- [Aim of the task]:
A word-for-word transcript of every entry is required.

[Collected data entries]
+ + + + +
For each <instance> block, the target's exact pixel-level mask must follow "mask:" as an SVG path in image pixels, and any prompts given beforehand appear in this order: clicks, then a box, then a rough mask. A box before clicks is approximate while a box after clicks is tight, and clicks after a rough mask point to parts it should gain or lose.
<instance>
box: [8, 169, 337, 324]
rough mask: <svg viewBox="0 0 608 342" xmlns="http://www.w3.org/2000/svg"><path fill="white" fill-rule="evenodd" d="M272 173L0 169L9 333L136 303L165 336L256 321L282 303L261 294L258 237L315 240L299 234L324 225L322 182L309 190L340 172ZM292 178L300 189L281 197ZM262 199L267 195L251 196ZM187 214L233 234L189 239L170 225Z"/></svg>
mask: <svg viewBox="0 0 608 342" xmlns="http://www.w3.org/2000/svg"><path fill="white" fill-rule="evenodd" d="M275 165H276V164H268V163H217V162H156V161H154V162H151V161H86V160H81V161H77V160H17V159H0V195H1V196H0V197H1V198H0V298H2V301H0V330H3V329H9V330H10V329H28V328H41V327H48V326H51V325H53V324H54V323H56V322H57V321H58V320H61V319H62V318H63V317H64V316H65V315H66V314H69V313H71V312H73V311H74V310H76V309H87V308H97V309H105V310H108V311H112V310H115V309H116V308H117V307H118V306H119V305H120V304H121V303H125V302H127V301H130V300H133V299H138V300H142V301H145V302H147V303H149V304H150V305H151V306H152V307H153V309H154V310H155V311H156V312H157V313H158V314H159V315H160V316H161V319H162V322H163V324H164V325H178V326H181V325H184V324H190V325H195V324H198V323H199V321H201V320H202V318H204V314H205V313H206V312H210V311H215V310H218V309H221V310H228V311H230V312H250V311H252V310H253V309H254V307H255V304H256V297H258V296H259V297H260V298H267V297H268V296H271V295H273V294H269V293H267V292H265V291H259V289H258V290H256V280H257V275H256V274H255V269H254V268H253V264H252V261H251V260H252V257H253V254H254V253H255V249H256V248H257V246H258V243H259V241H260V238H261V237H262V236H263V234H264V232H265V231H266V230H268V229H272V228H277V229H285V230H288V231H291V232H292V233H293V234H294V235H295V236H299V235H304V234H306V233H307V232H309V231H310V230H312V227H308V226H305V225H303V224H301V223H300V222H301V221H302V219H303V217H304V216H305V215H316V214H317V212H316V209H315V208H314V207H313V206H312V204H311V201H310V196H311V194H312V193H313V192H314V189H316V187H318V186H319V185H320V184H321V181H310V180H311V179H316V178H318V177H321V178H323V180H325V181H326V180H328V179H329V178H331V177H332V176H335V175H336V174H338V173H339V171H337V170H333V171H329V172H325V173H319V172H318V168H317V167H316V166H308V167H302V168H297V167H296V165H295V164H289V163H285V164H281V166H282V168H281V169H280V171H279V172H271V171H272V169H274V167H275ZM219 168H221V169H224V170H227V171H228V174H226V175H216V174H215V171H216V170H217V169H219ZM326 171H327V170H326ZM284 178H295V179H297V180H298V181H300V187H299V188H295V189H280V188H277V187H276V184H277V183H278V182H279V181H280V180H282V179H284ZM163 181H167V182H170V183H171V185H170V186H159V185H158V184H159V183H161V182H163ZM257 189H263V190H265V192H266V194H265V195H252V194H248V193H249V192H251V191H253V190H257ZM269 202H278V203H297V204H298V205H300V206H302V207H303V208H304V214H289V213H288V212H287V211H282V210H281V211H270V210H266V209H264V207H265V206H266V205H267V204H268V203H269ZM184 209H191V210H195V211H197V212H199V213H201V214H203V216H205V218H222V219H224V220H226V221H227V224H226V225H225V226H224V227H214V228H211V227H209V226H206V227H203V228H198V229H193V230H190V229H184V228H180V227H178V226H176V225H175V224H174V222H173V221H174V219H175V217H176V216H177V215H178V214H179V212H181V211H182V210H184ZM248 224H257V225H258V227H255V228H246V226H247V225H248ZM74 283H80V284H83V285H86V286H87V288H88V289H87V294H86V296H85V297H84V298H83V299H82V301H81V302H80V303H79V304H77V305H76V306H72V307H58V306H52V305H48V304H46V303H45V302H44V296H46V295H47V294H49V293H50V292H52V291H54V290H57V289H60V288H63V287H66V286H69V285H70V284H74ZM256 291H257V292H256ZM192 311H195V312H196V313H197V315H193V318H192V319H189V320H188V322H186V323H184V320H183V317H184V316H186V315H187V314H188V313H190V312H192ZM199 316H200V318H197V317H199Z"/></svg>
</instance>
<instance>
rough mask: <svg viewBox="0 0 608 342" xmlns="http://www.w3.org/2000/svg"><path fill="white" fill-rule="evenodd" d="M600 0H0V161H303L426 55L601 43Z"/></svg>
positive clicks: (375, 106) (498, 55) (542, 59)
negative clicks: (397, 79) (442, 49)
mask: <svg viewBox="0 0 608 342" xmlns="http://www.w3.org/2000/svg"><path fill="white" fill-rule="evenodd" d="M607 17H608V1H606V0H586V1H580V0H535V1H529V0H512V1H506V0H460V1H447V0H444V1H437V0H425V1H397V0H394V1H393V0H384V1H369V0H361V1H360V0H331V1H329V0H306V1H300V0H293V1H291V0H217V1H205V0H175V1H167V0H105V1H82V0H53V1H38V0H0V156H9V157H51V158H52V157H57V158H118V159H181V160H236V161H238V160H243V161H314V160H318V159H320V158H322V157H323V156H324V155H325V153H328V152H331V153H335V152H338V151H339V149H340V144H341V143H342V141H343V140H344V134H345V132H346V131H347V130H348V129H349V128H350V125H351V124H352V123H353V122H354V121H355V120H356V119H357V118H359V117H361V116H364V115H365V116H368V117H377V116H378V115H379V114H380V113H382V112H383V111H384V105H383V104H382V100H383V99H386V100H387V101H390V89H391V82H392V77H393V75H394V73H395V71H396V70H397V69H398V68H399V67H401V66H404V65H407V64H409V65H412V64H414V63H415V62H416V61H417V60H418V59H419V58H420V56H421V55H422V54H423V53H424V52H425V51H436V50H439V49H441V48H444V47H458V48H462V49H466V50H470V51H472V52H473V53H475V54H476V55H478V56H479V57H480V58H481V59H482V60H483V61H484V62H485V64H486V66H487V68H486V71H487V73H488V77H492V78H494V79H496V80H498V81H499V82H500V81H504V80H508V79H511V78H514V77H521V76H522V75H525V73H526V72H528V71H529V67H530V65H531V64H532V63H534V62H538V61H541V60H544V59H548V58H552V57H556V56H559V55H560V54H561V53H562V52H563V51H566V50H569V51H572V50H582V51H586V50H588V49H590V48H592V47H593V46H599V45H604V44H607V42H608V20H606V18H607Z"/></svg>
+ + + + +
- [Exercise answer]:
For each <instance> block, the target's exact pixel-level mask must follow "mask:" as an SVG path in image pixels, and any prompts given beforehand appear in this order: clicks, then a box, then a rough mask. A box before clicks is approximate while a box after clicks is tight, and clicks after a rough mask point to parts it should gain or lose.
<instance>
box: [8, 169, 337, 324]
rough mask: <svg viewBox="0 0 608 342" xmlns="http://www.w3.org/2000/svg"><path fill="white" fill-rule="evenodd" d="M272 173L0 169L9 333L136 303L165 336L256 321L282 303L261 294L258 237L315 240L299 234L324 225L322 182L309 190L340 172ZM292 178L300 189L281 197ZM262 199L267 195L251 196ZM187 214L233 234L189 239L170 225Z"/></svg>
mask: <svg viewBox="0 0 608 342" xmlns="http://www.w3.org/2000/svg"><path fill="white" fill-rule="evenodd" d="M275 165H276V164H268V163H217V162H156V161H154V162H151V161H86V160H81V161H77V160H17V159H0V195H1V196H0V197H1V198H0V298H2V301H0V330H3V329H9V330H10V329H28V328H41V327H48V326H51V325H53V324H54V323H56V322H57V321H58V320H61V319H62V318H63V317H64V316H65V315H66V314H69V313H71V312H73V311H74V310H76V309H87V308H97V309H105V310H108V311H112V310H115V309H116V308H117V307H118V306H119V305H120V304H121V303H125V302H127V301H130V300H133V299H138V300H142V301H145V302H147V303H149V304H150V305H151V306H152V307H153V309H154V310H155V311H156V312H157V313H158V314H159V315H160V316H161V319H162V322H163V324H164V325H178V326H181V325H184V324H190V325H195V324H198V323H199V321H201V320H202V318H204V314H205V313H206V312H210V311H215V310H218V309H221V310H228V311H230V312H250V311H252V310H253V309H254V307H255V304H256V297H258V296H259V297H260V298H267V297H268V296H271V295H273V294H269V293H267V292H265V291H259V289H258V290H256V280H257V275H256V274H255V269H254V268H253V264H252V261H251V260H252V257H253V254H254V253H255V249H256V248H257V246H258V243H259V241H260V238H261V237H262V236H263V234H264V232H265V231H266V230H268V229H272V228H277V229H285V230H288V231H291V232H292V233H293V234H294V235H295V236H299V235H304V234H306V233H307V232H309V231H310V230H312V227H308V226H305V225H303V224H301V223H300V222H301V221H302V219H303V217H304V216H305V215H316V214H317V212H316V209H315V208H314V207H313V206H312V204H311V201H310V196H311V194H312V193H313V192H314V189H316V187H318V186H319V185H320V184H321V181H310V180H311V179H316V178H318V177H321V178H323V180H325V181H326V180H328V179H329V178H331V177H332V176H335V175H336V174H338V173H339V171H337V170H333V171H329V172H325V173H319V172H318V168H317V167H316V166H308V167H302V168H297V167H296V165H295V164H289V163H285V164H281V166H282V168H281V169H280V171H279V172H271V171H272V169H274V167H275ZM219 168H221V169H224V170H227V171H228V174H226V175H216V174H215V171H216V170H217V169H219ZM326 171H327V170H326ZM284 178H295V179H297V180H298V181H300V187H299V188H295V189H280V188H277V187H276V184H277V183H278V182H279V181H280V180H282V179H284ZM163 181H167V182H170V183H171V185H170V186H159V185H158V184H159V183H161V182H163ZM257 189H263V190H265V192H266V194H265V195H252V194H248V193H249V192H251V191H253V190H257ZM269 202H278V203H297V204H298V205H300V206H302V207H303V208H304V214H289V213H288V212H287V211H282V210H281V211H270V210H266V209H264V207H265V206H266V205H267V204H268V203H269ZM184 209H191V210H195V211H197V212H199V213H201V214H203V216H205V218H222V219H224V220H226V221H227V224H226V225H225V226H224V227H214V228H211V227H209V226H206V227H203V228H198V229H193V230H190V229H184V228H180V227H178V226H176V225H175V224H174V222H173V221H174V219H175V217H176V216H177V215H178V214H179V212H181V211H182V210H184ZM248 224H257V225H258V227H255V228H246V226H247V225H248ZM74 283H80V284H83V285H86V286H87V288H88V289H87V294H86V296H85V297H84V298H83V299H82V301H81V302H80V303H79V304H77V305H76V306H72V307H58V306H52V305H48V304H46V303H45V302H44V296H46V295H47V294H49V293H50V292H52V291H54V290H57V289H60V288H63V287H66V286H69V285H70V284H74ZM256 291H257V292H256ZM192 311H195V312H196V313H197V315H193V318H192V319H189V320H188V322H186V323H184V320H183V317H184V316H186V315H187V314H188V313H190V312H192ZM199 316H200V318H197V317H199Z"/></svg>
</instance>
<instance>
rough mask: <svg viewBox="0 0 608 342" xmlns="http://www.w3.org/2000/svg"><path fill="white" fill-rule="evenodd" d="M600 0H0V161H303L426 55L601 43Z"/></svg>
positive clicks: (375, 106) (498, 55) (542, 59)
negative clicks: (397, 79) (442, 49)
mask: <svg viewBox="0 0 608 342" xmlns="http://www.w3.org/2000/svg"><path fill="white" fill-rule="evenodd" d="M607 17H608V1H606V0H586V1H580V0H535V1H529V0H512V1H506V0H460V1H447V0H444V1H437V0H425V1H397V0H394V1H393V0H384V1H369V0H361V1H360V0H331V1H329V0H306V1H300V0H293V1H291V0H217V1H205V0H175V1H167V0H105V1H82V0H53V1H38V0H0V156H9V157H51V158H52V157H57V158H118V159H181V160H236V161H238V160H243V161H314V160H318V159H320V158H322V157H323V156H324V155H325V153H328V152H331V153H335V152H338V151H339V149H340V144H341V143H342V141H343V140H344V134H345V132H346V131H347V130H348V129H349V128H350V125H351V124H352V123H353V122H354V121H355V120H356V119H357V118H359V117H361V116H364V115H365V116H368V117H377V116H378V115H379V114H380V113H382V112H383V111H384V105H383V104H382V100H383V99H386V100H387V101H390V89H391V82H392V77H393V75H394V73H395V71H396V70H397V69H398V68H399V67H401V66H404V65H407V64H409V65H412V64H414V63H415V62H416V61H417V60H418V59H419V58H420V56H421V55H422V54H423V53H424V52H425V51H436V50H439V49H441V48H444V47H458V48H462V49H466V50H470V51H472V52H473V53H475V54H476V55H478V56H479V57H480V58H481V59H482V60H483V61H484V62H485V64H486V66H487V68H486V71H487V73H488V77H492V78H494V79H496V80H498V81H499V82H500V81H504V80H508V79H511V78H514V77H521V76H522V75H525V73H526V72H528V71H529V67H530V65H531V64H532V63H534V62H538V61H541V60H544V59H548V58H552V57H556V56H559V55H560V54H561V53H562V52H563V51H566V50H569V51H572V50H582V51H586V50H588V49H590V48H592V47H593V46H599V45H604V44H607V42H608V20H606V18H607Z"/></svg>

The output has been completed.